_Object location annotation data:_
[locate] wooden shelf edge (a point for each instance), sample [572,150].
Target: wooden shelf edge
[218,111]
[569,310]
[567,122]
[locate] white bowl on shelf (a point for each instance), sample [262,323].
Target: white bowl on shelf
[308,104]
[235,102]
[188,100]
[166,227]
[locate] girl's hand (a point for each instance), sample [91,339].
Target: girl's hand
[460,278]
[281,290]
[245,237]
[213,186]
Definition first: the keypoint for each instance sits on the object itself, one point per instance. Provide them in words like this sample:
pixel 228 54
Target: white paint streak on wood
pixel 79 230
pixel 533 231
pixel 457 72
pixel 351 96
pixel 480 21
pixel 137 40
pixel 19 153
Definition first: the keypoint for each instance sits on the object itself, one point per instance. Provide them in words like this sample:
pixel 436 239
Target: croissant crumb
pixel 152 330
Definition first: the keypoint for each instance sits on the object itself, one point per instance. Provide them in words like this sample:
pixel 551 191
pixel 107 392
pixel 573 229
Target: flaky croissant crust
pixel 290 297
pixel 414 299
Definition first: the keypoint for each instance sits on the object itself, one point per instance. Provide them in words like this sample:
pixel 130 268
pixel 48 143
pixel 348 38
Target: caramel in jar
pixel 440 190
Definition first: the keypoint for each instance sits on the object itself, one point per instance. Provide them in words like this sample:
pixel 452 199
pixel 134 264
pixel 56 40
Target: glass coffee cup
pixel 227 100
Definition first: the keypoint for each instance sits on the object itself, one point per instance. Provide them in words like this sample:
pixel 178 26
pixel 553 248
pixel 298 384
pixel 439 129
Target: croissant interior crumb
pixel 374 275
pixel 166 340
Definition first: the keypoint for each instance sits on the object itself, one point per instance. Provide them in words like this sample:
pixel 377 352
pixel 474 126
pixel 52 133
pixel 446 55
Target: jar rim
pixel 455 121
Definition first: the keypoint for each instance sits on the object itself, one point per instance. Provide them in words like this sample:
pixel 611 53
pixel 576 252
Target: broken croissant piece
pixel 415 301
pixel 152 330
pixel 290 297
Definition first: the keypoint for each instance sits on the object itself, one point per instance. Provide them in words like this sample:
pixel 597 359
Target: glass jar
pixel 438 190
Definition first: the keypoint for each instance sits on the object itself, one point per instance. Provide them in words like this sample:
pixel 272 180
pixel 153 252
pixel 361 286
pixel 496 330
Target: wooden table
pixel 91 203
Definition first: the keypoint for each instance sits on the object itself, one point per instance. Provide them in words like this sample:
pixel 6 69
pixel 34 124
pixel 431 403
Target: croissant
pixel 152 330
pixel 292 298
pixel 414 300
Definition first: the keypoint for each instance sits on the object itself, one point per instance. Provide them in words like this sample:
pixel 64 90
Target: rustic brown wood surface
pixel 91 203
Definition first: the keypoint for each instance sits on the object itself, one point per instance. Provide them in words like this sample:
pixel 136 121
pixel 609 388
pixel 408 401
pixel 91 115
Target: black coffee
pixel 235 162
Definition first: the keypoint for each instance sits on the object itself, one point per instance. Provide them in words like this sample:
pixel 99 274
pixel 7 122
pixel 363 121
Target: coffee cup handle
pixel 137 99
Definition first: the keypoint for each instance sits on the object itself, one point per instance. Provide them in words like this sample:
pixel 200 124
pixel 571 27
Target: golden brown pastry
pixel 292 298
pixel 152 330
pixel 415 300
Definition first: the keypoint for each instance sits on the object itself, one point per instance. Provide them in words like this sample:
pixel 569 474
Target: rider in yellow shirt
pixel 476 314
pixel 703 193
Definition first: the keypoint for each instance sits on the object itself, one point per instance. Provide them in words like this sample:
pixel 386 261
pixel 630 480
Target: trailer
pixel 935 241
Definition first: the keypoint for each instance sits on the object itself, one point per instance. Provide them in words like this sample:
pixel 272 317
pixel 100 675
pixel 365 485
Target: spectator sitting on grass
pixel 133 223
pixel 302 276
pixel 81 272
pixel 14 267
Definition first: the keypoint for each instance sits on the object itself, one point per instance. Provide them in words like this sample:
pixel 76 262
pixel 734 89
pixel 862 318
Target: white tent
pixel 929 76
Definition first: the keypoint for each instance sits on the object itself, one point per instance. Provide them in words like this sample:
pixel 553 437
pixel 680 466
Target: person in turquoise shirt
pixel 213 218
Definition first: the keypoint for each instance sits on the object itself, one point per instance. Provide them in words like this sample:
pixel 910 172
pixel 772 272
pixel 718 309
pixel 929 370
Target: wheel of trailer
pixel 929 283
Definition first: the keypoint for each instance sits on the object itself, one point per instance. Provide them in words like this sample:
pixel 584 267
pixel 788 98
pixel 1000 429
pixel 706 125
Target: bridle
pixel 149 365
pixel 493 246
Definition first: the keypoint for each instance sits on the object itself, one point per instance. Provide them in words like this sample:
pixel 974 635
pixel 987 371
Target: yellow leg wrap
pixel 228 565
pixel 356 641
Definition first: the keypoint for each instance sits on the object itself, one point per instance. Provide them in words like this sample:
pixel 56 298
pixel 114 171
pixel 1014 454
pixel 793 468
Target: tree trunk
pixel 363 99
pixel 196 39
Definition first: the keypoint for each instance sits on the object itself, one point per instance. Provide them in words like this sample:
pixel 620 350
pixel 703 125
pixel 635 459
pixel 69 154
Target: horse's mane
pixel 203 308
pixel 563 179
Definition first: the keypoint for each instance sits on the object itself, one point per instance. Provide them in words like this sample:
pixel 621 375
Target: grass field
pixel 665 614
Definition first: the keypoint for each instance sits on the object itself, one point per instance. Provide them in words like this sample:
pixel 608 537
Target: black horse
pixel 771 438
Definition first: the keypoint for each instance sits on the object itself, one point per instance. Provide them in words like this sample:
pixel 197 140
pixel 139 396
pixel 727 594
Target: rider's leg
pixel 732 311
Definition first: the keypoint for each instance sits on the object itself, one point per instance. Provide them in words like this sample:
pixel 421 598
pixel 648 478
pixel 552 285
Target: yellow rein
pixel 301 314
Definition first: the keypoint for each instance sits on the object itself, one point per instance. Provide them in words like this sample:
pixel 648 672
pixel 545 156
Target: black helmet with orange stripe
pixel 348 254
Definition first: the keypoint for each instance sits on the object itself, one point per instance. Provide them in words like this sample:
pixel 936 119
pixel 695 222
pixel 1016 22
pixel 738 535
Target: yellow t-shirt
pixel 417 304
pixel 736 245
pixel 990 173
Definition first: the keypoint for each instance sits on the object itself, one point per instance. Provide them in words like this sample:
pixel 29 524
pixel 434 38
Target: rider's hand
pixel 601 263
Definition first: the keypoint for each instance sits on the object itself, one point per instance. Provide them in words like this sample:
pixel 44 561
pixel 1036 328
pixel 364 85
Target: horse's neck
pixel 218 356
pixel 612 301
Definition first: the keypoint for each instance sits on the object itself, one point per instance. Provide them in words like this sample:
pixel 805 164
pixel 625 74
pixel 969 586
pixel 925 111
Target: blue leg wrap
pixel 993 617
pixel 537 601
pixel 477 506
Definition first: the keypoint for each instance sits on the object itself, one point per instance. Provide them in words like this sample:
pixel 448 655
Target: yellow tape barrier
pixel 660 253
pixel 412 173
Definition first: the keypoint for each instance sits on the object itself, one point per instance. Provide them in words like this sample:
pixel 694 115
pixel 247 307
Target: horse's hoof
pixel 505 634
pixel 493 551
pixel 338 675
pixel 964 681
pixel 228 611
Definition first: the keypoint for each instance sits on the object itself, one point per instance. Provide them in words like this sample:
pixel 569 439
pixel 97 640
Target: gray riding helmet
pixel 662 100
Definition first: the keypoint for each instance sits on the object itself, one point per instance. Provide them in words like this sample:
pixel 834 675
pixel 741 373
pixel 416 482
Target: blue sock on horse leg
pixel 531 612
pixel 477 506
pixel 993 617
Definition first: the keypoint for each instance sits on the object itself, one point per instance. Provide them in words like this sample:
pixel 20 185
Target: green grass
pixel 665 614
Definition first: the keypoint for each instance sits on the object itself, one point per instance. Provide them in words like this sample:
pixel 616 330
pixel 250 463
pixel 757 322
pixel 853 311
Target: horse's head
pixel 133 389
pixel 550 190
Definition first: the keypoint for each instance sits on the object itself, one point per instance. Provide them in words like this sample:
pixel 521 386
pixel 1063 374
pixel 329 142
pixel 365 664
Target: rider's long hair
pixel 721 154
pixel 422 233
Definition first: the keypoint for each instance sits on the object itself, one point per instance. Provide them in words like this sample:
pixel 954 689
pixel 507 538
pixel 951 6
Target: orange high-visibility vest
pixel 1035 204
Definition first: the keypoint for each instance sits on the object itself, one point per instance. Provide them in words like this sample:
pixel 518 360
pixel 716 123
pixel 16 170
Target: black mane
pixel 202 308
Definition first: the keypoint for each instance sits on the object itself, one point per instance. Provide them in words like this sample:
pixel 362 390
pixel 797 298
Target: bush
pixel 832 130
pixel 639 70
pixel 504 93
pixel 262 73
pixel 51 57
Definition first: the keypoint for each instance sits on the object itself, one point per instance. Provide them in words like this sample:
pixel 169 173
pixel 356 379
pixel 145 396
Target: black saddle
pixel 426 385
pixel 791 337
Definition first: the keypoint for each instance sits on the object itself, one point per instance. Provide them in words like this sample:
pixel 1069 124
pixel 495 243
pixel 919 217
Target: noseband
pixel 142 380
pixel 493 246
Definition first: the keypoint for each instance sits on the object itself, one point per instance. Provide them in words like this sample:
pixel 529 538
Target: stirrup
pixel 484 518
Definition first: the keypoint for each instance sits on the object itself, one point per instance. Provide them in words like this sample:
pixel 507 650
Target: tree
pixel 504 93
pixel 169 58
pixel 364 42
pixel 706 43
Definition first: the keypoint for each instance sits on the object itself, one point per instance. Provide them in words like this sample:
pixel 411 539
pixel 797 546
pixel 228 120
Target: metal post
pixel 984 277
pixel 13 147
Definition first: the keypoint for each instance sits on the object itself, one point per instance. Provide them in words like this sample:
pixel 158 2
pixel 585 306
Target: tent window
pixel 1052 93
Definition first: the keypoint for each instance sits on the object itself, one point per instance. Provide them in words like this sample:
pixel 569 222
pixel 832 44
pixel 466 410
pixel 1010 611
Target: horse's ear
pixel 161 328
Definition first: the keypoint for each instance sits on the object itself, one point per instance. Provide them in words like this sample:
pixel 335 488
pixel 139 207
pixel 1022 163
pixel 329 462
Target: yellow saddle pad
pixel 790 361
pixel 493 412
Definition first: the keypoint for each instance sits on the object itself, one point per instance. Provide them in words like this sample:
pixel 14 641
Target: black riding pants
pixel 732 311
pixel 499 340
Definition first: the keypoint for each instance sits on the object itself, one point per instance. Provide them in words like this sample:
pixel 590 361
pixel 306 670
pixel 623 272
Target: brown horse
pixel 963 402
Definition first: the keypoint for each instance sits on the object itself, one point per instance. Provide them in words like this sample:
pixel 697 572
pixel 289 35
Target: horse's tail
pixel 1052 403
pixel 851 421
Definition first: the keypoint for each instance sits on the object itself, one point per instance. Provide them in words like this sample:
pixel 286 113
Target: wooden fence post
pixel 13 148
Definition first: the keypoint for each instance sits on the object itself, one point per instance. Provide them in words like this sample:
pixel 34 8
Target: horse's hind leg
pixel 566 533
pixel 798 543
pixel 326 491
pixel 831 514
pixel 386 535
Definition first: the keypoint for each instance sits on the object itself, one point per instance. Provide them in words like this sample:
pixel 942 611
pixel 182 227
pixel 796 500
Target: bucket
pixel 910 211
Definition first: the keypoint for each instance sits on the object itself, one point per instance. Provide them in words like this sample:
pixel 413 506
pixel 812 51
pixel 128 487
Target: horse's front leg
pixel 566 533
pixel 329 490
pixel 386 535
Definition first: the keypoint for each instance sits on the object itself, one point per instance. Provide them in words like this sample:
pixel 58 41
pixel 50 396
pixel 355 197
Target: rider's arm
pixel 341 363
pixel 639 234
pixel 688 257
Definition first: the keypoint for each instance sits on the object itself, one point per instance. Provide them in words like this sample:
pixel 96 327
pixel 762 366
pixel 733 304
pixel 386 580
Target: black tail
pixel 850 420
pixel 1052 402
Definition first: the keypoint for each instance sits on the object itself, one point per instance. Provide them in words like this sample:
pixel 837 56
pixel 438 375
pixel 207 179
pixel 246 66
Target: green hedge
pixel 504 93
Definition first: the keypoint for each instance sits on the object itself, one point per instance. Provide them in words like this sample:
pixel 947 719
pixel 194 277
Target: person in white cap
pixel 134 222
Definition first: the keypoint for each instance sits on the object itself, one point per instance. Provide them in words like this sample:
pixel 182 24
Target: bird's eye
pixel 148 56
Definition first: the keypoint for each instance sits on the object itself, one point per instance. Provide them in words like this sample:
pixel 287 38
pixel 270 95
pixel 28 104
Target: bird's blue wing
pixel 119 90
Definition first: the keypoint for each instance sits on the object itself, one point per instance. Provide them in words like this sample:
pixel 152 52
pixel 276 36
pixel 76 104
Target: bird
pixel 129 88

_Instructions to follow:_
Copy the entries from the start through the line containing "pixel 455 121", swapping every "croissant" for "pastry" and leaving everything else unchanged.

_Task answer:_
[locate] wooden shelf edge (a point for each instance), sample [572,150].
Target: wooden shelf edge
[218,111]
[569,310]
[567,122]
[locate] white bowl on shelf (a point for each instance), sample [262,323].
Target: white bowl on shelf
[308,104]
[235,102]
[188,100]
[166,227]
[locate] girl's hand (a point for each instance), sample [91,339].
Target: girl's hand
[460,278]
[281,290]
[245,237]
[213,186]
Definition first: the keypoint for each instance sits on the object itself, one point per instance. Provide them in words like this sample:
pixel 228 54
Target: white paint streak on wood
pixel 79 230
pixel 533 231
pixel 457 72
pixel 351 96
pixel 480 21
pixel 137 40
pixel 19 153
Definition first: the keypoint for each instance sits on the object itself, one point per instance. Provide them in words like this sample:
pixel 436 239
Target: pastry crumb
pixel 152 330
Definition first: the keypoint for each instance sits on the object itself, one point per instance. Provide them in words like this sample:
pixel 551 191
pixel 107 392
pixel 573 229
Target: flaky pastry crust
pixel 290 297
pixel 414 299
Definition first: the keypoint for each instance sits on the object itself, one point per instance. Provide them in words like this sample:
pixel 130 268
pixel 48 143
pixel 348 38
Target: caramel in jar
pixel 440 190
Definition first: the keypoint for each instance sits on the object itself, one point per instance. Provide them in words like this sample:
pixel 452 199
pixel 134 264
pixel 56 40
Target: glass coffee cup
pixel 227 100
Definition first: the keypoint for each instance sits on the object itself, one point per instance. Provide them in words like this sample:
pixel 178 26
pixel 553 248
pixel 298 384
pixel 439 129
Target: pastry interior crumb
pixel 374 275
pixel 166 340
Definition first: the keypoint for each instance sits on the object itself, one point per instance. Provide them in words like this sample:
pixel 377 352
pixel 474 126
pixel 52 133
pixel 446 55
Target: jar rim
pixel 455 121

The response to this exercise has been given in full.